## Start

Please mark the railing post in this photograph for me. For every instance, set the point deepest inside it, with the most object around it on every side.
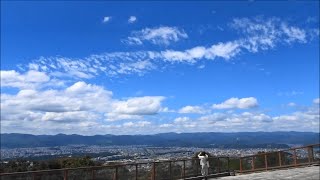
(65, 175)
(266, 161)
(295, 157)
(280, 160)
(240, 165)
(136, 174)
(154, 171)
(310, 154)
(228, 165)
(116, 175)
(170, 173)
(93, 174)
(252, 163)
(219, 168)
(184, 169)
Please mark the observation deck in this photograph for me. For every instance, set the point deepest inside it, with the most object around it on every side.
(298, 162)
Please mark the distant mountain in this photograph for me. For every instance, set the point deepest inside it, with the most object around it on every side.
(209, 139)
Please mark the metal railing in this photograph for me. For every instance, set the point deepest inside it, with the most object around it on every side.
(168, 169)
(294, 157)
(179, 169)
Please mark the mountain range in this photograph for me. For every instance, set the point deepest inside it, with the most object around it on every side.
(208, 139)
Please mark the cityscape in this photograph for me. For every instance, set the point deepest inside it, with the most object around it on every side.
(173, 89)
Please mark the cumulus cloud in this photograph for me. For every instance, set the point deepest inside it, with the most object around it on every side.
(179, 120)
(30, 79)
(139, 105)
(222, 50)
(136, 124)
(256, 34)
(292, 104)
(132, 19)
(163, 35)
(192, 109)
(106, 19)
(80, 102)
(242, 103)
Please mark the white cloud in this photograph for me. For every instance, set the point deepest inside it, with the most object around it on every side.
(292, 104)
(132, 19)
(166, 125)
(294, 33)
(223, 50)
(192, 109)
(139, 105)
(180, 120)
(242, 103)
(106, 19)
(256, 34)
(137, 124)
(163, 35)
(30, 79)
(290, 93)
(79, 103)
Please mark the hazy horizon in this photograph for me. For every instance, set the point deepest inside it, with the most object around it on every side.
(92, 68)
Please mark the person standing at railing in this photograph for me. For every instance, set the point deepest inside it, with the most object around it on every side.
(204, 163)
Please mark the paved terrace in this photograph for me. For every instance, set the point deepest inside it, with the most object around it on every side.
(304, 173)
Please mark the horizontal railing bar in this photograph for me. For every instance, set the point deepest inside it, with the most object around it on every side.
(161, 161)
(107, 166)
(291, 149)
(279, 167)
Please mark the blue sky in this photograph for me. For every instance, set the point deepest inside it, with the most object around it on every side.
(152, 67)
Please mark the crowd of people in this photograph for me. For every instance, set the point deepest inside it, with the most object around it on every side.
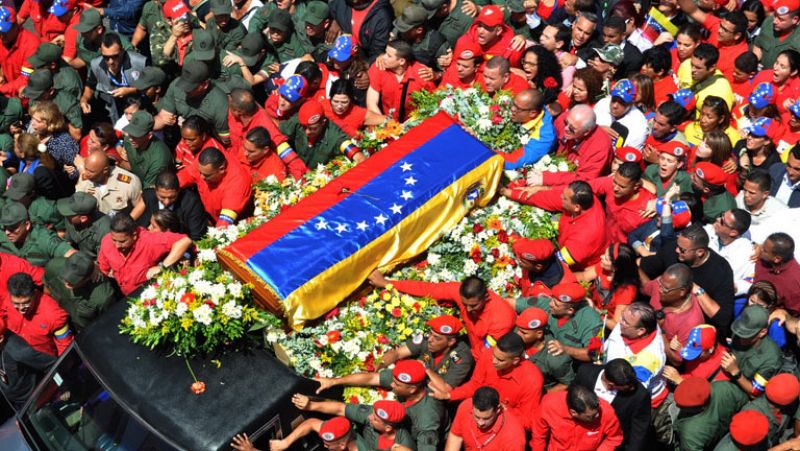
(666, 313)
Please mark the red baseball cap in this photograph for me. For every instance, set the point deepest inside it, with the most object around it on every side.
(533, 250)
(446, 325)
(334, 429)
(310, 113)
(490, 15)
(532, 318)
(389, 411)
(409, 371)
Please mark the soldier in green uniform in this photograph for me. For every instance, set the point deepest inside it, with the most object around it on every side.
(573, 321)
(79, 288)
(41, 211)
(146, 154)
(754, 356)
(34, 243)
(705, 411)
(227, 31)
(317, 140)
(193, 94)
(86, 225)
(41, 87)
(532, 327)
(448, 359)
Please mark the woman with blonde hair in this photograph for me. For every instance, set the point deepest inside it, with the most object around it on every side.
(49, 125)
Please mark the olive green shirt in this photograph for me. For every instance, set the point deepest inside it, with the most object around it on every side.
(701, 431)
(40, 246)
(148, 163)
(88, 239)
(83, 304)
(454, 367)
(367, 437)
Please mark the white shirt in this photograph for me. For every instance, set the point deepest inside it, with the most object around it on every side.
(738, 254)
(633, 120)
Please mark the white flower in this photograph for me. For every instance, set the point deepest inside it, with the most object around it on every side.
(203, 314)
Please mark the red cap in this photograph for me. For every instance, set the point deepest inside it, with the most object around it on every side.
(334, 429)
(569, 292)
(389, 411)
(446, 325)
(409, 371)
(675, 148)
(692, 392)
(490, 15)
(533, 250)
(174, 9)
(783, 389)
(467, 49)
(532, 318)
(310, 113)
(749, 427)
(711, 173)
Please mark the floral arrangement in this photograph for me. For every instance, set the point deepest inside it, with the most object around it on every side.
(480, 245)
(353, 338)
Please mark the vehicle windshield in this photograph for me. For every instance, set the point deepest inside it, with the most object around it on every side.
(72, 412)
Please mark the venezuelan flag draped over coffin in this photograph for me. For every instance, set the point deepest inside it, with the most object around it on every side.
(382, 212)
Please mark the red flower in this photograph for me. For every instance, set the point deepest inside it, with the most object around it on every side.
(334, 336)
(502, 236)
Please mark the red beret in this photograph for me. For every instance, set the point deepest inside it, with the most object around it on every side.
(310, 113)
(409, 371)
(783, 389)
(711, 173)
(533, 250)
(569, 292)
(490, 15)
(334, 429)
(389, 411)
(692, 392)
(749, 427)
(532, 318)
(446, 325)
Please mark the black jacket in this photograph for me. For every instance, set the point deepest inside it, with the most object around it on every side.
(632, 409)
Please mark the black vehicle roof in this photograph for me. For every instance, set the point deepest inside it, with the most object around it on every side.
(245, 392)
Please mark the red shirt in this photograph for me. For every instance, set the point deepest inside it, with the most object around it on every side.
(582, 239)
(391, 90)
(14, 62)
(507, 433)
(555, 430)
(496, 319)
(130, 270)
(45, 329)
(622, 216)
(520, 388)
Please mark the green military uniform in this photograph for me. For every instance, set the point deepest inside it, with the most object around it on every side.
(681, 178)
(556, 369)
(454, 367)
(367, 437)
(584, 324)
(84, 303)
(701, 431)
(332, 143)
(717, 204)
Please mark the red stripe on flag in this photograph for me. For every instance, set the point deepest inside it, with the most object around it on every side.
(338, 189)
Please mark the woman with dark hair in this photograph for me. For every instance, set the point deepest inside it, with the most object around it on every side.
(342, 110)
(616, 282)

## End
## Start

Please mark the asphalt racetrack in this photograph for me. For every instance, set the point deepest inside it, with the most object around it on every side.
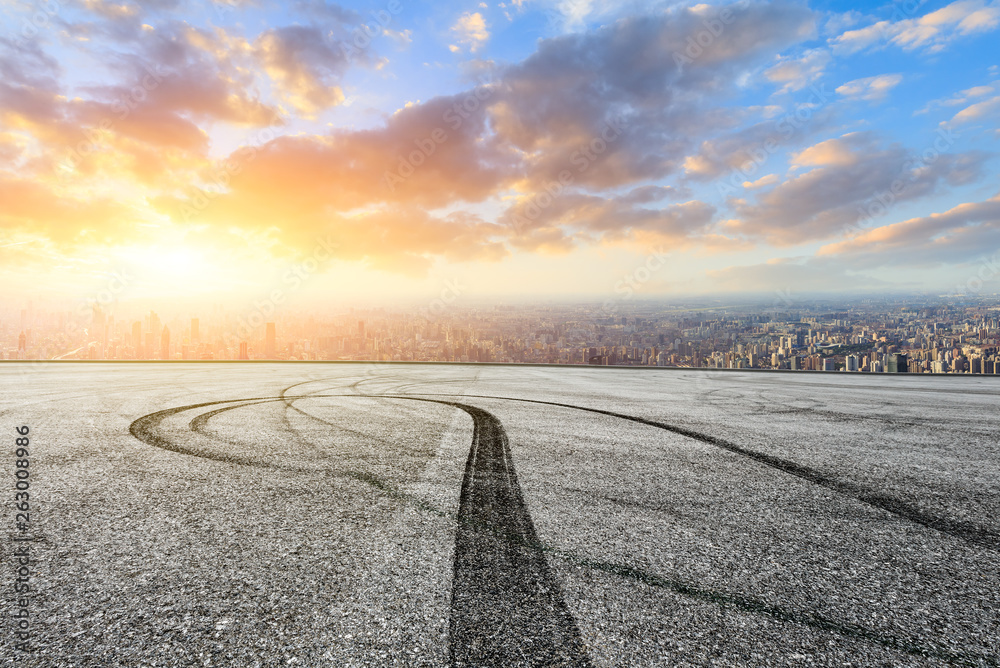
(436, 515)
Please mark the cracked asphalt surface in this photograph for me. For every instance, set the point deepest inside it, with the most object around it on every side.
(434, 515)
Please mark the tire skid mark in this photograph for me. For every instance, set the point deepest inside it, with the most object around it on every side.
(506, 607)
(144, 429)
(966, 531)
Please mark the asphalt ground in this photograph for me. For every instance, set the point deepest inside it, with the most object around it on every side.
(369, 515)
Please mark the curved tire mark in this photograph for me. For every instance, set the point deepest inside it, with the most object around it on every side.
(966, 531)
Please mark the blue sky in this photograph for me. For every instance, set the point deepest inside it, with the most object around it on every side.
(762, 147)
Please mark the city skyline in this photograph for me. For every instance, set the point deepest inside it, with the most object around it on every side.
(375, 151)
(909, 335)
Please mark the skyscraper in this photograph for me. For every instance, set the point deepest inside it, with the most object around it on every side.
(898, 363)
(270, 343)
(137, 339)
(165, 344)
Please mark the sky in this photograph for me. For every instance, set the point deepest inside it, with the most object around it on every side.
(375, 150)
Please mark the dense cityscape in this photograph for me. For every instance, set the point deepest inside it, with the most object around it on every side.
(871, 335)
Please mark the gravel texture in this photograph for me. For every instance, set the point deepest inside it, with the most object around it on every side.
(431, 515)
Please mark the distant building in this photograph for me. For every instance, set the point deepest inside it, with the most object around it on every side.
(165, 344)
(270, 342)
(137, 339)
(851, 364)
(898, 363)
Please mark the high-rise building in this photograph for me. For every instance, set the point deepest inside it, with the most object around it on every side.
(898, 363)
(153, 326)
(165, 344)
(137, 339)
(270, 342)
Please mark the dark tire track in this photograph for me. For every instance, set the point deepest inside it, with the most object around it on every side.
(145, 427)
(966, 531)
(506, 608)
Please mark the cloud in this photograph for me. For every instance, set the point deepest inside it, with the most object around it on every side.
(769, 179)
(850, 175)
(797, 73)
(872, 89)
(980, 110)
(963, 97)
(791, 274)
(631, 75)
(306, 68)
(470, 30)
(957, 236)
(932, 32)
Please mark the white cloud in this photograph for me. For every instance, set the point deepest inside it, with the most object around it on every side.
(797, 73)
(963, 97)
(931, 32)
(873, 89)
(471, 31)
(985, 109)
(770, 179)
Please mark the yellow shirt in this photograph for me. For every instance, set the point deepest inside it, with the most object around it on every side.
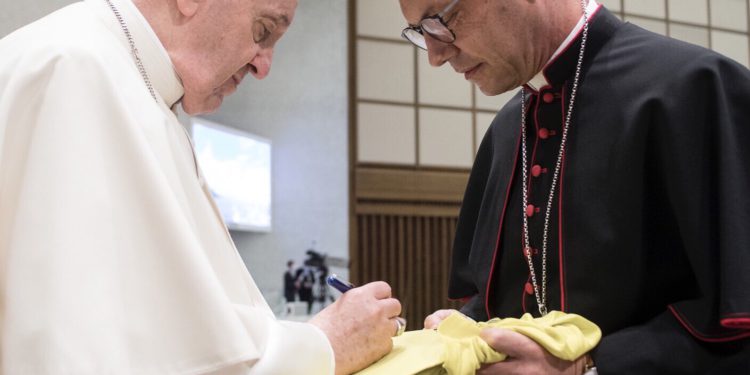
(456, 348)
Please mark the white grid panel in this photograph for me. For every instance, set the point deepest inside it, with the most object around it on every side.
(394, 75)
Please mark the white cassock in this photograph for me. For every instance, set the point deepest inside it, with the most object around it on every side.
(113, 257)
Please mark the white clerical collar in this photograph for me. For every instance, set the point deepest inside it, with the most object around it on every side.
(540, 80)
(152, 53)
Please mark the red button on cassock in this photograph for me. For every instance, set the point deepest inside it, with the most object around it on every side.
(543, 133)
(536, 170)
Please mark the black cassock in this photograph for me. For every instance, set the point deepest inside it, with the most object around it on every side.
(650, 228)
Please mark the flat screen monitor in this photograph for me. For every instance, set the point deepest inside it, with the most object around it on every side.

## End

**Short problem**
Locate every line in the entries above that contains the string "building", and copy each of those lines in full.

**Complete answer**
Please mark the distant building in this photograph for me. For every instance, set the point deepest inside it, with the most object around it on every side.
Please mark the high-rise building in this photograph for me. For every instance, set the point deepest inside it, with the most object around it on every side.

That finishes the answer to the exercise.